[写真にもとづく点ラベリングデータ]
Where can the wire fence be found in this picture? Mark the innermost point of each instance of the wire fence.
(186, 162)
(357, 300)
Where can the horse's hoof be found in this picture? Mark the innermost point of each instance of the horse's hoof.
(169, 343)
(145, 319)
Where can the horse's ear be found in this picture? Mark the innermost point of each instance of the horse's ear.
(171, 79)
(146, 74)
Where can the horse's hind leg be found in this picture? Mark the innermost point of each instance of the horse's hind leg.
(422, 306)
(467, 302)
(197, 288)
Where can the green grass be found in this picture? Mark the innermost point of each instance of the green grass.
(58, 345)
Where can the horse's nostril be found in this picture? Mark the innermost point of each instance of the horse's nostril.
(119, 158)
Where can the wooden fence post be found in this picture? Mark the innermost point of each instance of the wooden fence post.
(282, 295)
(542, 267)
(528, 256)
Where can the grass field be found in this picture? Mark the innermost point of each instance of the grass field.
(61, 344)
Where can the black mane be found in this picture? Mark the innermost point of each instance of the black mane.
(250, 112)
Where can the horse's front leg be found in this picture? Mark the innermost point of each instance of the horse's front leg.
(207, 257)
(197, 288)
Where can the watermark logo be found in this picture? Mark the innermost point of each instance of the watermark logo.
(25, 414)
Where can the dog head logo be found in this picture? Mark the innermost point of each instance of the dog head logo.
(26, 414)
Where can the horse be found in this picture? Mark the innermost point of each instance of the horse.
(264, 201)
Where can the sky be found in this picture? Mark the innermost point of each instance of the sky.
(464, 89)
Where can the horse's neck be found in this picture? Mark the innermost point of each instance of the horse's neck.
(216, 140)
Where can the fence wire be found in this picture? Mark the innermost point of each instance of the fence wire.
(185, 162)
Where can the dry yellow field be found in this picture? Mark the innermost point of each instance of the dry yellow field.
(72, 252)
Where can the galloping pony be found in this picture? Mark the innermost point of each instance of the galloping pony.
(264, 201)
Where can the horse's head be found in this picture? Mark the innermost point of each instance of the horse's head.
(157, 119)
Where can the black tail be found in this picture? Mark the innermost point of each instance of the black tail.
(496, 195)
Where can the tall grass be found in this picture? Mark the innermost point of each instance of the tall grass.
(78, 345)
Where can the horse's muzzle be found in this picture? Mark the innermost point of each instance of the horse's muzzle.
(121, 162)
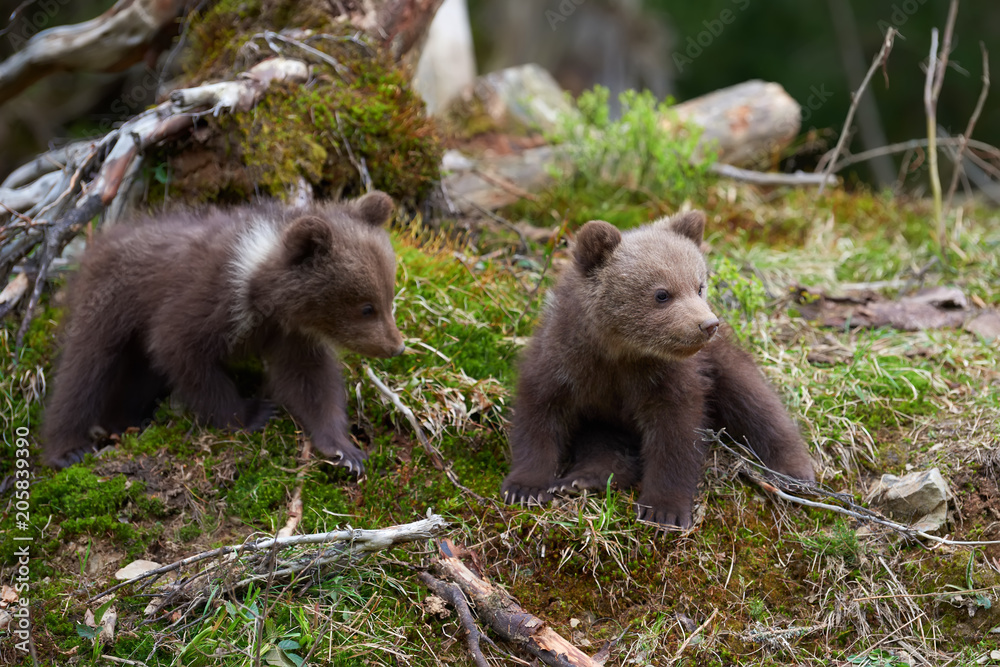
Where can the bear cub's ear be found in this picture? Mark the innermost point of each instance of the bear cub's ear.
(307, 238)
(690, 224)
(374, 208)
(595, 242)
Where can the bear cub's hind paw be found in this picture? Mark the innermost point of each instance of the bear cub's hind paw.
(577, 484)
(522, 494)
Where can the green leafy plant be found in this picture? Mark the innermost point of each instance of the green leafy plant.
(646, 150)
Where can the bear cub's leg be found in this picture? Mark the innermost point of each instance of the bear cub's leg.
(305, 378)
(746, 405)
(204, 387)
(601, 452)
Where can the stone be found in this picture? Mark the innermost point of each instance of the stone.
(919, 498)
(516, 100)
(135, 568)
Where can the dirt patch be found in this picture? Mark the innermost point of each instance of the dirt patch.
(977, 498)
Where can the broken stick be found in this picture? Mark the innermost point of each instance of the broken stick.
(506, 617)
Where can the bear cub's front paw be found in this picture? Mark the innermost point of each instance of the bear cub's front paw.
(518, 493)
(258, 412)
(666, 514)
(344, 454)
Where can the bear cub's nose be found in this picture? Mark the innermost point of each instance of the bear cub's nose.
(709, 327)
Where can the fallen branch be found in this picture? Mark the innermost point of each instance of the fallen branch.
(346, 547)
(880, 59)
(771, 481)
(506, 617)
(295, 504)
(903, 146)
(84, 178)
(769, 178)
(437, 459)
(964, 139)
(453, 594)
(111, 42)
(690, 637)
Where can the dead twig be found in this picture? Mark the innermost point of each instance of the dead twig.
(964, 139)
(799, 178)
(350, 543)
(92, 173)
(912, 144)
(697, 631)
(452, 594)
(295, 504)
(770, 480)
(110, 42)
(437, 459)
(506, 617)
(879, 60)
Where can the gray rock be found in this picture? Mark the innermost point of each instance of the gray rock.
(515, 100)
(919, 498)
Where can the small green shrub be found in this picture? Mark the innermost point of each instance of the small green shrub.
(647, 150)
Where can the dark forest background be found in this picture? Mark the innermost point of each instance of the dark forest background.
(817, 50)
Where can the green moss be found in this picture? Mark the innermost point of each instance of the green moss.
(360, 115)
(326, 131)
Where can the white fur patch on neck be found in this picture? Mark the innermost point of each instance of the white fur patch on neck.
(254, 246)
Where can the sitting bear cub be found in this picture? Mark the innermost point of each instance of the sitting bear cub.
(624, 368)
(165, 304)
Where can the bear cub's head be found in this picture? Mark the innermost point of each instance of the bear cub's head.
(333, 275)
(645, 289)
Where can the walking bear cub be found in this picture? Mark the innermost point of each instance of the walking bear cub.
(165, 304)
(626, 365)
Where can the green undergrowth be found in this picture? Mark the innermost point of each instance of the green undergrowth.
(355, 123)
(759, 581)
(625, 170)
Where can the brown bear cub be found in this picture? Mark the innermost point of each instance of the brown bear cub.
(165, 304)
(624, 368)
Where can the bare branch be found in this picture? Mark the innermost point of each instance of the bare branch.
(67, 200)
(506, 617)
(930, 110)
(453, 594)
(354, 542)
(437, 460)
(883, 54)
(111, 42)
(770, 480)
(767, 178)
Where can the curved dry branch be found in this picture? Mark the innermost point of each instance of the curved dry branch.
(49, 199)
(341, 547)
(111, 42)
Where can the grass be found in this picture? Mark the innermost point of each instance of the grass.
(786, 584)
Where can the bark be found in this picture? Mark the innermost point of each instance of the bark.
(747, 123)
(506, 617)
(113, 41)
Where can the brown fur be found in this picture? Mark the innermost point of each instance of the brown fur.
(624, 368)
(165, 304)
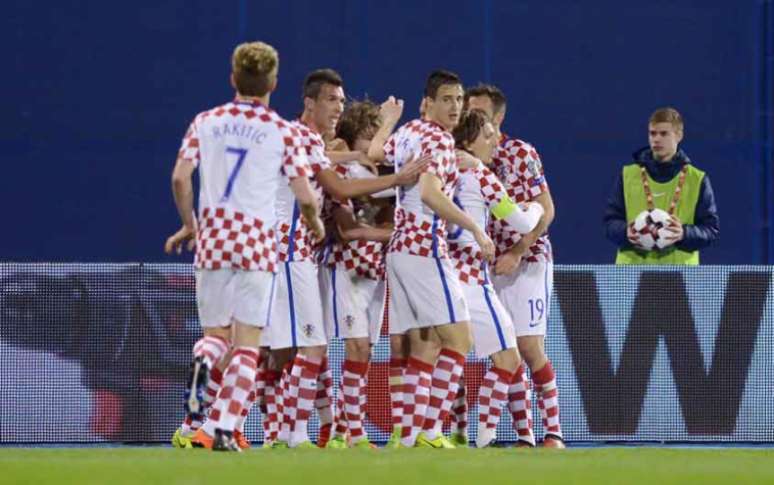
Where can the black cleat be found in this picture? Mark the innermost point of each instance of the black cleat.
(224, 441)
(196, 387)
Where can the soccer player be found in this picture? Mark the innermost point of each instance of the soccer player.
(480, 193)
(524, 272)
(297, 321)
(352, 280)
(426, 300)
(245, 153)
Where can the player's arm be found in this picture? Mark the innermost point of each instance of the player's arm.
(307, 203)
(391, 111)
(431, 192)
(182, 191)
(341, 189)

■ 課題の内容
上の行すべてで「innermost」を「central」に置き換え、それ以外は一切変えずに書き直す。画像は答えに含めないでください。

■ 解答結果
Where can the wire fence be found in this picture? Mark the central point of each instance of the wire fence.
(186, 162)
(357, 300)
Where can the horse's hoof be found in this picture? Mark the central point of each instance of the horse's hoof.
(169, 343)
(145, 319)
Where can the horse's ear be found in this picture? Mark the central point of each instance of the horse's ear.
(171, 79)
(146, 74)
Where can the horse's hind leg be found in this picture? Mark the central point of each instance of the horse's hind leg.
(422, 306)
(467, 302)
(197, 288)
Where can the green grass be found in this picture? Mark the central point of each instance of the green grass.
(58, 345)
Where can the horse's nostril be found in this picture? Mark the central point of each instance of the horse's nostril.
(119, 158)
Where can the wooden fence post be found in this picture? Mark the central point of each instance of the wooden fence post.
(282, 295)
(542, 267)
(528, 256)
Where can the grass field be found in this picture? Mark the central point of each instance of the grass field.
(61, 344)
Where can the black mane be found in this picture? Mark the central point of each instance of the black mane.
(250, 112)
Where can the horse's front leg be found in this picture? Mark the central point of each instance of the horse's front leg.
(207, 257)
(197, 288)
Where can the watermark logo be found in this picture? Mark the central point of each instance of the watermark logo.
(25, 414)
Where can the dog head logo be found in this picture? Mark the central point of each instance of the dog head logo.
(26, 414)
Where can the horse be found in this picture? Mark the central point of each instance of the horse.
(264, 201)
Where can the sky be found in this picture? Mark the central point of each instance of the sky.
(464, 89)
Where can the horse's neck be found in this picture? Mark the central point of each instance of the horse's neck.
(216, 140)
Where can the fence wire be found in this picture? Mark the central point of each instance of the fence wire.
(185, 162)
Where can the dry yellow field be found in this picture? Mark the central point of each instance of the dry yellow field.
(72, 252)
Where can the galloping pony be found in this picture? Mark the central point of each instance of the galloping pony.
(264, 201)
Where can the horse's head be found in this picture? Mark the central point of each instance of the horse's head.
(157, 119)
Where can the black tail be found in this picture? Mark the central point of each instance of the black tail.
(496, 195)
Where can the tall grass be found in this picture? Mark the central point of each instance of the tall grass.
(78, 345)
Where can the horse's muzzle be found in this picture? Mark the central point of each instance of the horse's muzzle.
(121, 162)
Where can the bear cub's ear be found in this picture? Mark the central point of each instance of the bear cub's ear.
(307, 238)
(690, 224)
(374, 208)
(595, 242)
Where can the bear cub's hind paw be found in this picture? Mark the central point of each instance of the bear cub's hind paw.
(577, 484)
(522, 494)
Where can the green leafy plant be found in this picture? Mark the central point of each instance of the green leafy plant.
(646, 150)
Where can the bear cub's leg be found in this picture? Mark the central point of each instance of the bear cub's leg.
(305, 378)
(746, 405)
(204, 387)
(601, 452)
Where can the stone be found in this picture? Mark the central point of each instance of the stone.
(919, 498)
(516, 100)
(135, 568)
Where can the dirt patch be found in this picture? Mark the central point of each instance of the dirt patch.
(977, 498)
Where can the broken stick be found in this picture? Mark the central point of each instance of the broken stick.
(506, 617)
Where can the bear cub's front paw be found in this picture? Mark the central point of each instance of the bear cub's front paw.
(518, 493)
(258, 412)
(666, 514)
(344, 454)
Where can the bear cub's nose be found in this picture? Mark the central point of each instance of the bear cub's nose.
(709, 327)
Where can the fallen branch be found in this picture? Mark the central point of each instance of the fallen branch.
(346, 547)
(880, 59)
(771, 481)
(506, 617)
(295, 504)
(903, 146)
(84, 178)
(769, 178)
(437, 459)
(964, 139)
(453, 594)
(111, 42)
(690, 637)
Where can the dead twig be found in this picture? Mark the central point of each instance of the dead twig.
(964, 139)
(799, 178)
(350, 543)
(92, 173)
(912, 144)
(697, 631)
(452, 594)
(295, 504)
(770, 480)
(110, 42)
(437, 459)
(506, 617)
(879, 60)
Where can the gray rock be found in this picture? Mark the central point of each instance of the gray rock.
(515, 100)
(919, 498)
Where can the small green shrub be found in this picture? Mark the central point of each instance of the small green shrub.
(647, 150)
Where can the dark forest background be found in this picture? Mark the central point of each instance of the dark forest background.
(817, 50)
Where can the green moss be found in this picture? Mark the central point of each instance of the green moss.
(360, 115)
(326, 131)
Where can the white fur patch on neck be found in this picture? Mark the central point of each instance of the white fur patch on neck.
(254, 246)
Where can the sitting bear cub be found in this picture? Mark the central point of each instance of the sitting bear cub.
(624, 368)
(165, 304)
Where can the bear cub's head be found in this picture? Mark the central point of each instance of the bear cub's head.
(333, 275)
(645, 289)
Where can the walking bear cub be found in this picture? Mark the central point of each instance of the walking bear cub.
(165, 304)
(626, 365)
Where can the green undergrowth be found in this picture? Mark the central point of each instance of the green undergrowth.
(355, 123)
(759, 581)
(625, 170)
Where can the brown bear cub be found in this picture? Mark the central point of each instance of the brown bear cub.
(165, 304)
(624, 368)
Where can the bare branch be found in this picture? Mark the central point of each instance of the bare branch.
(67, 200)
(506, 617)
(930, 110)
(453, 594)
(354, 542)
(437, 460)
(883, 54)
(111, 42)
(770, 480)
(767, 178)
Where can the curved dry branch be found in this picture? Mark the central point of each instance of the curved dry branch.
(49, 199)
(341, 547)
(111, 42)
Where can the grass be found in this picture? Mark the central point of each instance of the grass.
(786, 584)
Where can the bark be found in this picture? Mark the central point of each instance of the bark.
(747, 123)
(506, 617)
(113, 41)
Where can the brown fur be found in this picture? Mark the central point of each instance of the brown fur.
(624, 368)
(165, 304)
Where can the black cleat be found in this picture? Mark the central point of each instance of the black cleat.
(224, 441)
(196, 387)
Where can the soccer player be found in this picture? Mark the central point of each instance of the soccer player.
(480, 193)
(524, 272)
(297, 321)
(352, 280)
(426, 300)
(245, 153)
Where can the player's arm be found in this picture? Mark the central point of each instance of the player's arm.
(307, 203)
(391, 111)
(431, 192)
(182, 191)
(341, 189)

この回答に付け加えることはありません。